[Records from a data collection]
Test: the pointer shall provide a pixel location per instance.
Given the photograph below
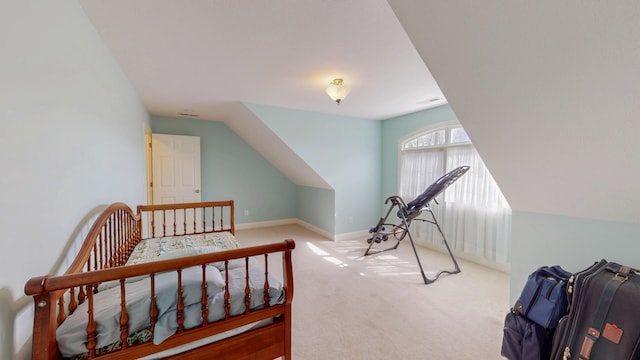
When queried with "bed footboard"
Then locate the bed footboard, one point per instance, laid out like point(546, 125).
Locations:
point(80, 293)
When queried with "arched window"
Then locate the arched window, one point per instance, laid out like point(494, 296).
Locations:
point(473, 213)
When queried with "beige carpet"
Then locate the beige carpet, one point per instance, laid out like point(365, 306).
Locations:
point(348, 306)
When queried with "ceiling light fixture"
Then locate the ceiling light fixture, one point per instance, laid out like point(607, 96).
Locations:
point(336, 91)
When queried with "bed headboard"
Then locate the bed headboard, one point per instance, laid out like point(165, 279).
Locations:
point(186, 218)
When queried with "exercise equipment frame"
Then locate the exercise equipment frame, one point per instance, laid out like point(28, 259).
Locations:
point(407, 213)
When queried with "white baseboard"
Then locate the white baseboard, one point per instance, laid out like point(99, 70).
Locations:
point(269, 223)
point(315, 229)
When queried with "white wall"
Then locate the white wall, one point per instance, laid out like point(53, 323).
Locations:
point(548, 92)
point(71, 141)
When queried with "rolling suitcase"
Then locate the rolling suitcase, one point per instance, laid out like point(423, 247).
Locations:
point(604, 315)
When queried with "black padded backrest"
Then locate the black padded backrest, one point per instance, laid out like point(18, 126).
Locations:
point(433, 190)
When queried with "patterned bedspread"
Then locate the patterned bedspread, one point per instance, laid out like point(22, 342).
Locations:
point(150, 249)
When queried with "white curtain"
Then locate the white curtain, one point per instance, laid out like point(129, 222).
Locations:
point(473, 214)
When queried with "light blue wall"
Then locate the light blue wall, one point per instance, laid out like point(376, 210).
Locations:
point(397, 128)
point(344, 151)
point(316, 207)
point(573, 243)
point(71, 141)
point(233, 170)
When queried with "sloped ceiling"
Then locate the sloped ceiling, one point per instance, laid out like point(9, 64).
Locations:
point(194, 56)
point(549, 92)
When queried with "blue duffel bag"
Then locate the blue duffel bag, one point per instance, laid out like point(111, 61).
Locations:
point(543, 299)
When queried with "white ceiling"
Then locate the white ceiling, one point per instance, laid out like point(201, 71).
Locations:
point(197, 56)
point(547, 90)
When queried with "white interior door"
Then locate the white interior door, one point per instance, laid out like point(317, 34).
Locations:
point(176, 179)
point(176, 168)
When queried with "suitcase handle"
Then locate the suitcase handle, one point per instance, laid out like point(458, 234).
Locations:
point(606, 298)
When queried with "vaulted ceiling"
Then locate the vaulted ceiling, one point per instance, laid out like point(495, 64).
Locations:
point(547, 90)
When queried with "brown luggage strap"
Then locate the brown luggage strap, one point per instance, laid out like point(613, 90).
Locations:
point(606, 298)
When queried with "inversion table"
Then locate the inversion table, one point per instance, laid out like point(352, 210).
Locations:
point(407, 213)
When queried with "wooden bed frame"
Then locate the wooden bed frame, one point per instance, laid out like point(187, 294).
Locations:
point(106, 249)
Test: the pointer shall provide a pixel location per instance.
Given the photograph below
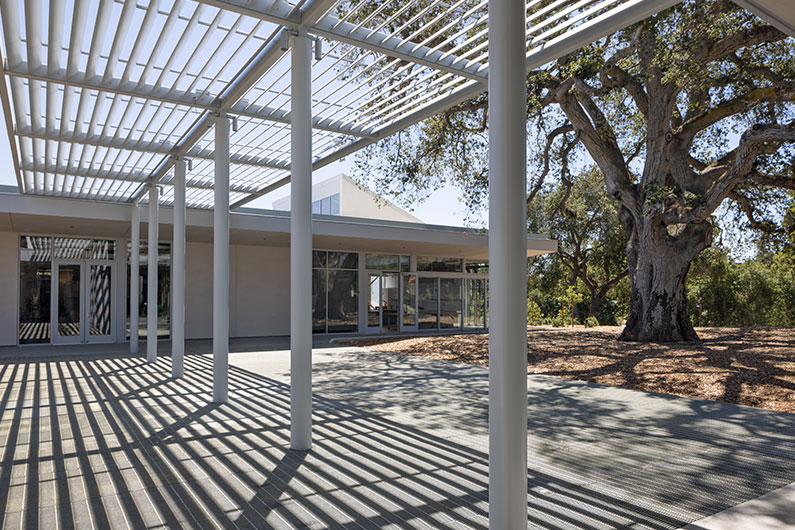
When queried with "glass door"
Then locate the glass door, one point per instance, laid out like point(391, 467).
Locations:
point(390, 301)
point(428, 303)
point(67, 307)
point(383, 305)
point(99, 302)
point(82, 302)
point(373, 302)
point(408, 303)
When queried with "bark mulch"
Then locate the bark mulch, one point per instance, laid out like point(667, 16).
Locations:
point(752, 366)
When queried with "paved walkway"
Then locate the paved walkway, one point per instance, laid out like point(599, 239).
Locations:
point(400, 442)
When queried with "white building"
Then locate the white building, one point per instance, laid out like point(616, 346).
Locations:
point(65, 266)
point(340, 195)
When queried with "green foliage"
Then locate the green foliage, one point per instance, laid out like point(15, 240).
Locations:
point(724, 292)
point(534, 314)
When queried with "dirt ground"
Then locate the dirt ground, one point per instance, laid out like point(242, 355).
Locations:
point(754, 366)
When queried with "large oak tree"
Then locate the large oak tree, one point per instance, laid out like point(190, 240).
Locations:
point(682, 113)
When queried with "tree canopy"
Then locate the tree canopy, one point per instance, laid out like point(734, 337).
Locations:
point(682, 113)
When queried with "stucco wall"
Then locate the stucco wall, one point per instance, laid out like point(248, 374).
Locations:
point(9, 287)
point(259, 291)
point(198, 290)
point(356, 202)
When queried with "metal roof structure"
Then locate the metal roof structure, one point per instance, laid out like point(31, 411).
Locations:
point(100, 95)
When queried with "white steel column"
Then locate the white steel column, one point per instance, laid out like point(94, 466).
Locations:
point(507, 266)
point(135, 260)
point(178, 272)
point(301, 245)
point(221, 262)
point(151, 276)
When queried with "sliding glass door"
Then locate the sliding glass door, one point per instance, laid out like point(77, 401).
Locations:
point(82, 296)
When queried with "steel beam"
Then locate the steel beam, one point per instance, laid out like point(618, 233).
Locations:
point(221, 262)
point(507, 266)
point(119, 176)
point(301, 245)
point(110, 142)
point(631, 12)
point(151, 275)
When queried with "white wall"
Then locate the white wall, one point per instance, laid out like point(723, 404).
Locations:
point(356, 202)
point(9, 287)
point(198, 290)
point(259, 291)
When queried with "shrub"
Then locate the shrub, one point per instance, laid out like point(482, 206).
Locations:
point(534, 314)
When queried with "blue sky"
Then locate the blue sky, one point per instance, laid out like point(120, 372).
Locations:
point(442, 207)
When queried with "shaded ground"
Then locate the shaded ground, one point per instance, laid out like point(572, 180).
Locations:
point(754, 366)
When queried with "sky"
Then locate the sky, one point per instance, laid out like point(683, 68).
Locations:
point(443, 207)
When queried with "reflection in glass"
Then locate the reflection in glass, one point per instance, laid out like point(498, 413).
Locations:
point(343, 301)
point(99, 297)
point(383, 262)
point(318, 301)
point(475, 314)
point(69, 300)
point(433, 264)
point(428, 303)
point(409, 300)
point(163, 289)
point(450, 302)
point(343, 260)
point(34, 302)
point(374, 300)
point(390, 299)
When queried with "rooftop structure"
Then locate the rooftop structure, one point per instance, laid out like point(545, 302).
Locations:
point(340, 195)
point(214, 103)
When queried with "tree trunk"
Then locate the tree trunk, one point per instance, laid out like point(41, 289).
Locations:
point(595, 307)
point(658, 265)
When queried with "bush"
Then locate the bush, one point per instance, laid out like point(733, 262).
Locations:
point(534, 314)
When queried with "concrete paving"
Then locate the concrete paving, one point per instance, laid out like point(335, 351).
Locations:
point(771, 511)
point(108, 441)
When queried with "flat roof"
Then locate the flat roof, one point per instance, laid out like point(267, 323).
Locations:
point(99, 97)
point(249, 226)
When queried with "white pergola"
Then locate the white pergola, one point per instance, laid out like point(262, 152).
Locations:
point(214, 103)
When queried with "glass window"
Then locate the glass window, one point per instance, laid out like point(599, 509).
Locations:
point(318, 301)
point(475, 310)
point(40, 248)
point(477, 266)
point(77, 248)
point(428, 303)
point(450, 302)
point(99, 299)
point(335, 291)
point(163, 289)
point(433, 264)
point(69, 306)
point(35, 248)
point(384, 262)
point(343, 301)
point(34, 301)
point(409, 300)
point(343, 260)
point(319, 258)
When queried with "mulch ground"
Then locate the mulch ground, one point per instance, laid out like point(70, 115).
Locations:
point(754, 366)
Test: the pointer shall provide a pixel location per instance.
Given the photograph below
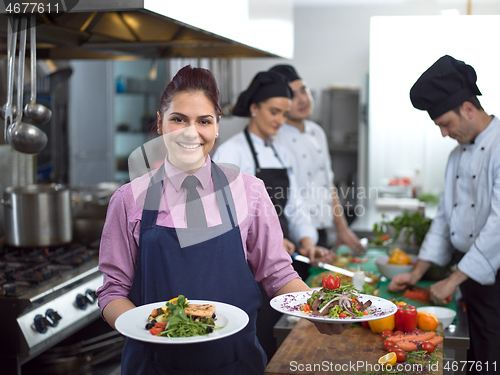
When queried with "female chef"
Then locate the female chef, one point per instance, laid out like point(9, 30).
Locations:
point(267, 101)
point(151, 250)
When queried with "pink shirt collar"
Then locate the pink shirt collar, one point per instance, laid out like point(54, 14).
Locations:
point(175, 176)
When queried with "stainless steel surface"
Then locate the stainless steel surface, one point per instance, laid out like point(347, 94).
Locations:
point(328, 267)
point(37, 114)
point(47, 294)
point(24, 137)
point(121, 29)
point(38, 215)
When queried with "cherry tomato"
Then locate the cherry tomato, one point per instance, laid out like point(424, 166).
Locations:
point(386, 333)
point(388, 344)
point(400, 353)
point(427, 346)
point(323, 282)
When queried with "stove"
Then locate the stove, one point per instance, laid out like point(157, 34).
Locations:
point(46, 295)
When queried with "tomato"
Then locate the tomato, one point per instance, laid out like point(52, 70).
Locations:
point(400, 353)
point(388, 344)
point(386, 333)
point(323, 282)
point(156, 330)
point(427, 346)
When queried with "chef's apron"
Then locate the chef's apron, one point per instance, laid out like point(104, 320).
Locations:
point(276, 181)
point(214, 270)
point(483, 305)
point(277, 184)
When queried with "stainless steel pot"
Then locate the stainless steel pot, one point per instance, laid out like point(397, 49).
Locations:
point(37, 215)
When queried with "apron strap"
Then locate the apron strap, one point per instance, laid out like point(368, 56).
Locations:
point(224, 197)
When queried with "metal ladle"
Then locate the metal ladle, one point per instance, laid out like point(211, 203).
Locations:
point(7, 110)
point(24, 137)
point(38, 114)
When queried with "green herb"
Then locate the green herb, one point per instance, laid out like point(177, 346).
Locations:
point(415, 225)
point(181, 325)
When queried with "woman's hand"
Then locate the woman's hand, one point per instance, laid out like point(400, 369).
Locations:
point(317, 254)
point(289, 246)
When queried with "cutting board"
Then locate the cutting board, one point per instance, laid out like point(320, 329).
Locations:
point(305, 347)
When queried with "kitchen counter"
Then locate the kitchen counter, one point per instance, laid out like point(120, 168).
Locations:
point(306, 351)
point(456, 336)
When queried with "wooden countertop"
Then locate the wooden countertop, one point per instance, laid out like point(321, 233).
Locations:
point(306, 351)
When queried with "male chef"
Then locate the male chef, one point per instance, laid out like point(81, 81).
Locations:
point(467, 225)
point(312, 164)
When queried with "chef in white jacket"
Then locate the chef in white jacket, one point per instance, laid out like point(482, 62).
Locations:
point(467, 225)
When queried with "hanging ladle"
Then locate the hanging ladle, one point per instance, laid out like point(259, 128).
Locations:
point(24, 137)
point(7, 110)
point(37, 114)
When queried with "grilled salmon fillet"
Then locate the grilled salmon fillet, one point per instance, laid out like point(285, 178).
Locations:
point(204, 311)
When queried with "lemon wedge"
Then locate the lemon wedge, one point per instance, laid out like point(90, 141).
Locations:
point(388, 359)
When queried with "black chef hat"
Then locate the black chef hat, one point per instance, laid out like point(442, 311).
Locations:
point(287, 70)
point(444, 86)
point(264, 85)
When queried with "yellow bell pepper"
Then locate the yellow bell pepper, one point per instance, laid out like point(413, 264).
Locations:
point(399, 257)
point(379, 325)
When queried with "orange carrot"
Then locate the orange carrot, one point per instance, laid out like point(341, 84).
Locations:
point(423, 336)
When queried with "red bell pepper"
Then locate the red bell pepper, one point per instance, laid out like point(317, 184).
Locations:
point(406, 318)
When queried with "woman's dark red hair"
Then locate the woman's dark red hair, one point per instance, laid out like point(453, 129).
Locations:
point(191, 79)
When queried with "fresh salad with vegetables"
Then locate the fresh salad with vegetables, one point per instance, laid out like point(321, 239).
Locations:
point(178, 318)
point(336, 301)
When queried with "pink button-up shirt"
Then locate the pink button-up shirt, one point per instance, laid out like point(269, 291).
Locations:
point(259, 226)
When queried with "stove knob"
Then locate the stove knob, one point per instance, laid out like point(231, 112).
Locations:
point(53, 317)
point(41, 323)
point(91, 296)
point(81, 301)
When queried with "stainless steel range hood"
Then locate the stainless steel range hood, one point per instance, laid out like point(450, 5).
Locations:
point(129, 29)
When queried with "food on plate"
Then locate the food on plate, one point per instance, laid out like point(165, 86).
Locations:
point(406, 317)
point(380, 325)
point(399, 257)
point(368, 288)
point(178, 318)
point(336, 301)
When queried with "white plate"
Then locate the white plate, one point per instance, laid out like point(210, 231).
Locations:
point(133, 322)
point(290, 304)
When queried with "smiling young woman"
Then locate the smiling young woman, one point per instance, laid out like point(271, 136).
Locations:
point(149, 253)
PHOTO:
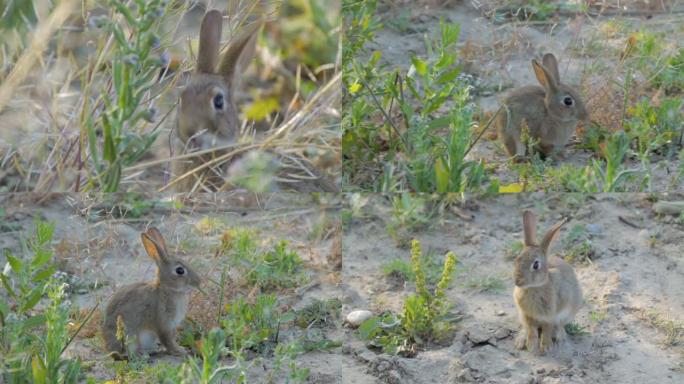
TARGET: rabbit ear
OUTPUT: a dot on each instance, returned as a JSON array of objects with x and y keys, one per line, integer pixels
[
  {"x": 239, "y": 53},
  {"x": 157, "y": 237},
  {"x": 552, "y": 235},
  {"x": 153, "y": 249},
  {"x": 544, "y": 77},
  {"x": 529, "y": 228},
  {"x": 210, "y": 40},
  {"x": 551, "y": 65}
]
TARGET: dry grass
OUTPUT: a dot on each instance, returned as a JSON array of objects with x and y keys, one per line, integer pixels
[{"x": 43, "y": 145}]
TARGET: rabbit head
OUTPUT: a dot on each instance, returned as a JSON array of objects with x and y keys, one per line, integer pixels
[
  {"x": 531, "y": 265},
  {"x": 207, "y": 104},
  {"x": 562, "y": 102},
  {"x": 172, "y": 272}
]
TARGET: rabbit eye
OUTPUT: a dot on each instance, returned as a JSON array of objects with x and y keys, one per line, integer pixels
[{"x": 218, "y": 101}]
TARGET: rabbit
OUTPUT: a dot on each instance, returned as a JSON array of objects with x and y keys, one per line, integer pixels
[
  {"x": 207, "y": 115},
  {"x": 547, "y": 293},
  {"x": 154, "y": 308},
  {"x": 551, "y": 112}
]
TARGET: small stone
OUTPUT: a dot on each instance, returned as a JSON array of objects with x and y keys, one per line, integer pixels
[{"x": 357, "y": 317}]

* **Task objective**: Using the records above, say how many lines contain the word "brown". Write the number alone.

* **Output for this task**: 2